*** Data supplied Section Begins ***

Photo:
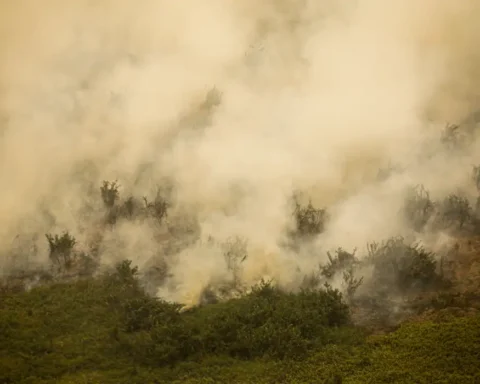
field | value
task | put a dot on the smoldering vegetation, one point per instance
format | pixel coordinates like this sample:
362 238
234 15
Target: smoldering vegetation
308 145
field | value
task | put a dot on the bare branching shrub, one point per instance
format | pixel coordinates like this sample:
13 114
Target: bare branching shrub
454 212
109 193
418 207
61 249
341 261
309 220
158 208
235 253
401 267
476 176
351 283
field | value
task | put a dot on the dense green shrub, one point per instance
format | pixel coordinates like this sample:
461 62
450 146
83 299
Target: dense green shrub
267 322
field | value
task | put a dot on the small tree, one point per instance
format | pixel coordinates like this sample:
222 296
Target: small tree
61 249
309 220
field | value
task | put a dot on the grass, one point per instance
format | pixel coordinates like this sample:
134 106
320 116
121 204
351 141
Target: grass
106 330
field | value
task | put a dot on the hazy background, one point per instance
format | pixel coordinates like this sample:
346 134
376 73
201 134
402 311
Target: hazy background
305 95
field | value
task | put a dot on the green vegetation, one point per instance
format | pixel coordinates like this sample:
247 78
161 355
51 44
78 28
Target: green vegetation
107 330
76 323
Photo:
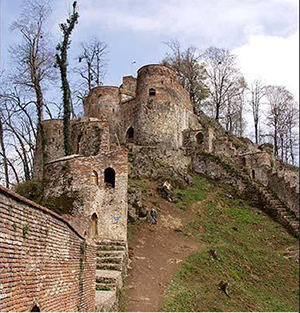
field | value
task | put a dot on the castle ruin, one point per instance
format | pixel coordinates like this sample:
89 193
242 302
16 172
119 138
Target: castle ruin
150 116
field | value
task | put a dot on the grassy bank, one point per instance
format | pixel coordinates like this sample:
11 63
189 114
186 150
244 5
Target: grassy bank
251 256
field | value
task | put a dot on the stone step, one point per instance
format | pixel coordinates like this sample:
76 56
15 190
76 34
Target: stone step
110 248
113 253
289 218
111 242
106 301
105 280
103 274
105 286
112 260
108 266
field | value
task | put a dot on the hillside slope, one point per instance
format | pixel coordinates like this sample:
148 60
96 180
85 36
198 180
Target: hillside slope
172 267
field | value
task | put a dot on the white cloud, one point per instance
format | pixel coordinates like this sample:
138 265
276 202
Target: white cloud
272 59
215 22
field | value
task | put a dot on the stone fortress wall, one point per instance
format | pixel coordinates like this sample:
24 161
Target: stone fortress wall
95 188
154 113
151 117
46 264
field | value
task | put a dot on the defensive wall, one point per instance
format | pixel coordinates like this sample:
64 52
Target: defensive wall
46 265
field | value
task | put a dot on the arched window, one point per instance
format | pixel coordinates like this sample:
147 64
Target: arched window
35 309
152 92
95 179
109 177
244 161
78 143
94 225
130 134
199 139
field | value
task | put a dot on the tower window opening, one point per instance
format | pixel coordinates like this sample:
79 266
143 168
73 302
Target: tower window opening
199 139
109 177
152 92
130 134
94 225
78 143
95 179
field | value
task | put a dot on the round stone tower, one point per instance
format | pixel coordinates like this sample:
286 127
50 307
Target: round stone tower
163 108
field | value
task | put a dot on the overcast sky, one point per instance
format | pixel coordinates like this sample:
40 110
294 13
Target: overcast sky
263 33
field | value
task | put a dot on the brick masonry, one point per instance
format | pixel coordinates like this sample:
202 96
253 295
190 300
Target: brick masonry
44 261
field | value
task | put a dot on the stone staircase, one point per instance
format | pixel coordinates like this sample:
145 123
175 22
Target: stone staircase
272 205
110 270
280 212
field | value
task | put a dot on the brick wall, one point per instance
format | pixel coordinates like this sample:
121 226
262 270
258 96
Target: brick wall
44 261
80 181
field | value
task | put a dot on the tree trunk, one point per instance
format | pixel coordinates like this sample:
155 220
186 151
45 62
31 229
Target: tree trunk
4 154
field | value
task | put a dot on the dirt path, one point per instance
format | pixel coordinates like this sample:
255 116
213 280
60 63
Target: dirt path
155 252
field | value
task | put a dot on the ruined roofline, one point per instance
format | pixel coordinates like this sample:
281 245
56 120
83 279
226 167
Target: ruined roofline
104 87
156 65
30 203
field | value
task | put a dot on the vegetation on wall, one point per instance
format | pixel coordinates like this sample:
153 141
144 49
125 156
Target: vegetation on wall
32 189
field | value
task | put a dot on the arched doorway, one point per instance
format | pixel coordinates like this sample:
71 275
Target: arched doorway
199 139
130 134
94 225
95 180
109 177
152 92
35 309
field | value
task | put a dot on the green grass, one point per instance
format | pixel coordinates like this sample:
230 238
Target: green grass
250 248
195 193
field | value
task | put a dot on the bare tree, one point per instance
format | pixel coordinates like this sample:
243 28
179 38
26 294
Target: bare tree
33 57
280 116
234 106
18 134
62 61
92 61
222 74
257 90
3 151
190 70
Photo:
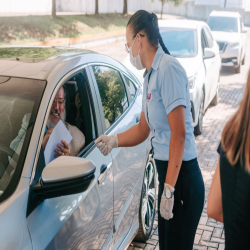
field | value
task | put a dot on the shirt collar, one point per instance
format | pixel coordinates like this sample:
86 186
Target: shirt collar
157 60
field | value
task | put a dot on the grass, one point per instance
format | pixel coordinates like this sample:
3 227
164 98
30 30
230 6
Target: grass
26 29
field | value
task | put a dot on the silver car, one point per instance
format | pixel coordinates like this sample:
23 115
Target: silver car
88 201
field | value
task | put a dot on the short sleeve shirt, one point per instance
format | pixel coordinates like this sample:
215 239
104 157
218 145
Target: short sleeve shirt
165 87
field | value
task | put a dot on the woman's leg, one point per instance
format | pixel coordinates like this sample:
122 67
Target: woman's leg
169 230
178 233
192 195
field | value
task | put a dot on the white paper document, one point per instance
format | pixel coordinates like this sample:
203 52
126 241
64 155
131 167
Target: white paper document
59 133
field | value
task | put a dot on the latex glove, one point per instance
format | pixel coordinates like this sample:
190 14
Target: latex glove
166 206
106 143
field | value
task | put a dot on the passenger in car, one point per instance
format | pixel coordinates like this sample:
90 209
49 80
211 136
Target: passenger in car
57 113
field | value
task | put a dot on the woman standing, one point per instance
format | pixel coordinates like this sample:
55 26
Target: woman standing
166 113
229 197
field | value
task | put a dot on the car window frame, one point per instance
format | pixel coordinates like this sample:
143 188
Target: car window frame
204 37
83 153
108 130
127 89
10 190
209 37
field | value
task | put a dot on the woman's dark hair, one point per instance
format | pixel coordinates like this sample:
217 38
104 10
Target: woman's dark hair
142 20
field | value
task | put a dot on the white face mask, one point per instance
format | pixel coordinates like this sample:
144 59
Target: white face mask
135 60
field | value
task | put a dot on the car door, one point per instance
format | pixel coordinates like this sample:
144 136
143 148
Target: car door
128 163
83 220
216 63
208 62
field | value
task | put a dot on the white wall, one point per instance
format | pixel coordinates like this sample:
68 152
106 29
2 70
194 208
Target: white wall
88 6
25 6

*** Data supplied Section Ends ***

Exercise instructions =>
Since the pictures are not wanted, set down only the rest of each record, exactly as above.

Expected output =>
Photo:
field | value
task | put a dot on the smoldering vegetation, one point per instance
format | pixel coordinates like this sample:
362 238
234 15
Target: smoldering vegetation
308 145
field | value
task | put a dot on the bare branching shrub, one point per instance
format | pixel coordinates like this sample:
13 114
Target: bare branching shrub
454 212
109 193
418 207
61 249
341 261
309 220
158 208
235 253
401 267
476 176
351 283
field | value
task | put a dot on the dense green shrub, one point per instance
format | pixel coordinates like this sample:
461 62
450 146
83 299
Target: dense green shrub
267 322
field | value
task | put a dot on the small tree, one point per instance
format | pixel coordinates like this sample:
222 296
Target: small tree
61 249
309 220
field | value
task | put a dot on the grass, one point per instance
format | pixel coordinates like this sample:
134 106
320 116
121 204
351 141
Target: grass
106 330
field | value
task | put a dot on the hazy background, one point per instance
format | pixel coordinates like this sample:
346 134
376 73
201 134
402 311
Target: hazy background
305 95
field | value
task | put a dot on the green vegetation, one point per instance
format | pixel coordinates like this sample:
247 78
161 355
51 44
78 28
Target: green vegetation
107 330
76 323
Photo:
field | value
task | put a dot on the castle ruin, one point per instance
format | pixel coordinates like this sample:
89 193
242 302
16 172
119 138
Target: castle ruin
150 116
field | value
task | put a dot on the grassy bank, one point per instance
format | pixel coordinates like this sample:
11 63
189 114
186 150
244 5
Target: grassy bank
251 256
field | value
task | put a dot on the stone step, one point per instance
format | pixel coordinates like this sample:
76 56
15 190
76 34
Target: stone step
110 248
113 253
289 218
111 242
106 301
105 280
103 274
105 286
112 260
108 266
field | value
task | put a dot on the hillside slope, one point per instance
format | pixel coordinates like this sample:
148 60
96 180
85 36
198 180
Target: hillside slope
172 267
field | value
task | put a dot on the white cloud, one point per instance
format | pixel coordinates like this sample:
138 265
276 202
Target: white cloud
272 59
215 22
field | value
task | put a dot on the stone fortress wall, one point per instance
format | pixel coordinates like this sample:
24 161
Target: stone fortress wall
95 188
154 113
151 117
46 264
field | value
task | put a dot on the defensive wall, one point per instance
format | pixel coordinates like this sample:
64 52
Target: defensive wall
46 265
field | value
task | put a dot on the arched window, one point per instance
format | pixel coordinates like this sample:
147 64
Target: arched window
35 309
152 92
95 179
109 177
244 161
78 143
94 225
130 134
199 139
field | value
task | put a dot on the tower window opening, one point per instance
format | pixel coordinates like this sample:
79 266
143 168
73 302
Target: tower window opening
199 139
109 177
152 92
130 134
94 225
78 143
95 179
field | value
task | put a dot on the round stone tower, one point per instance
format | pixel coordinates like this sample:
286 127
50 307
Target: round stone tower
163 108
field | value
task | put a dot on the overcast sky, one point per instance
format | pixel coordinates like this sample:
40 110
294 13
Target: overcast sky
263 33
field | value
task | put a dot on the brick masonry, one point per instance
format | pixel coordinates like this sample:
202 96
253 295
190 300
Target: brick masonry
44 261
field | value
task | put a dot on the stone staircase, one point per instance
format | pixel coordinates like this sample:
145 123
175 22
Target: stone staircase
272 205
110 270
280 212
field | value
task | put a dot on the brick wall, one point per instance
format | pixel coordinates like this sample:
121 226
262 270
258 96
Target: brick wall
44 261
80 181
field | value
task | put a dot on the tree trunk, one point per instance
format | pixel coordinates like this sample:
155 220
186 151
45 62
31 229
Target: tree trunk
4 154
field | value
task | put a dot on the dirt path, one point per instance
format | pixel coordinates like this sample:
255 116
213 280
60 63
Target: dirt path
155 252
field | value
task | put a dot on the ruined roofline, one point per instance
format | pixel coordinates like this sample:
281 245
56 120
83 279
226 167
Target: ruined roofline
104 87
156 65
30 203
field | value
task | put a dot on the vegetation on wall, one point per instance
format | pixel coordinates like this sample:
153 141
144 49
125 156
Target: vegetation on wall
32 189
field | value
task | put a dot on the arched doorway, one point per instance
format | pixel coordinates like this sample:
71 275
Target: arched doorway
199 139
130 134
94 225
95 180
109 177
152 92
35 309
field | value
task | put a dot on the green grass, one point per instance
format | pixel coordinates like this sample:
230 238
Target: green grass
250 248
195 193
field | value
task | put a dot on the bare tree, one point per instance
format | pixel coordinates like this sample:
243 28
179 38
26 294
Target: bare tree
33 57
280 116
234 106
18 134
62 61
92 61
222 74
257 90
3 151
190 70
Photo:
field | value
task | put a dot on the shirt collar, one point per instance
format | pixel coordinates like this sample:
86 186
Target: shirt collar
157 60
field | value
task | put a dot on the grass, one point per instance
format | pixel coordinates like this sample:
3 227
164 98
30 30
230 6
Target: grass
26 29
field | value
task | put a dot on the silver car, one point per instance
format | pixel coordinates like this sample:
23 115
Target: silver car
88 201
field | value
task | put a dot on the short sleeve shirt, one point per instance
format | pixel coordinates like this sample:
215 239
104 157
218 145
Target: short sleeve shirt
165 87
field | value
task | put a dot on the woman's leg, one point per instance
format | pixel coordinates like this sample:
122 67
Target: woman's leg
169 230
178 233
192 195
field | value
task | put a dot on the white paper document, one point per instance
format | pixel coordinates like this sample:
203 52
126 241
64 155
131 167
Target: white paper document
59 133
field | value
task | put a dot on the latex glove, one point per instance
format | pixel coordinates like this sample:
190 14
Target: latex glove
166 206
106 143
field | value
task | put a dot on the passenger in car, one point per instance
format | pixel coordinates like this sample:
90 209
49 80
211 136
Target: passenger in car
57 113
field | value
task | put a dot on the woman standing, one point per instance
format | pixel coordinates like this sample:
55 26
Target: woman standing
166 113
229 197
field | value
task | put a dot on the car window frame, one point per instance
format | pixel coordinates like this sample:
143 188
Target: car window frame
204 37
83 153
108 130
127 89
10 190
209 37
field | value
task | put a dot on the woman's dark hair, one point per instance
format | pixel coordinates like this sample:
217 38
104 10
Target: woman's dark hair
142 20
field | value
task | put a dot on the white face mask, one point per instance
format | pixel coordinates like this sample:
144 59
Target: white face mask
135 60
field | value
task | put a dot on the car door, one point per instance
format | pixel coordinates like this sample:
144 136
143 148
Target: car door
128 163
83 220
216 63
208 62
field | value
task | put a dot on the white wall, one point per instance
format | pixel coordinates like this sample:
68 152
106 29
2 70
194 208
Target: white wall
88 6
25 6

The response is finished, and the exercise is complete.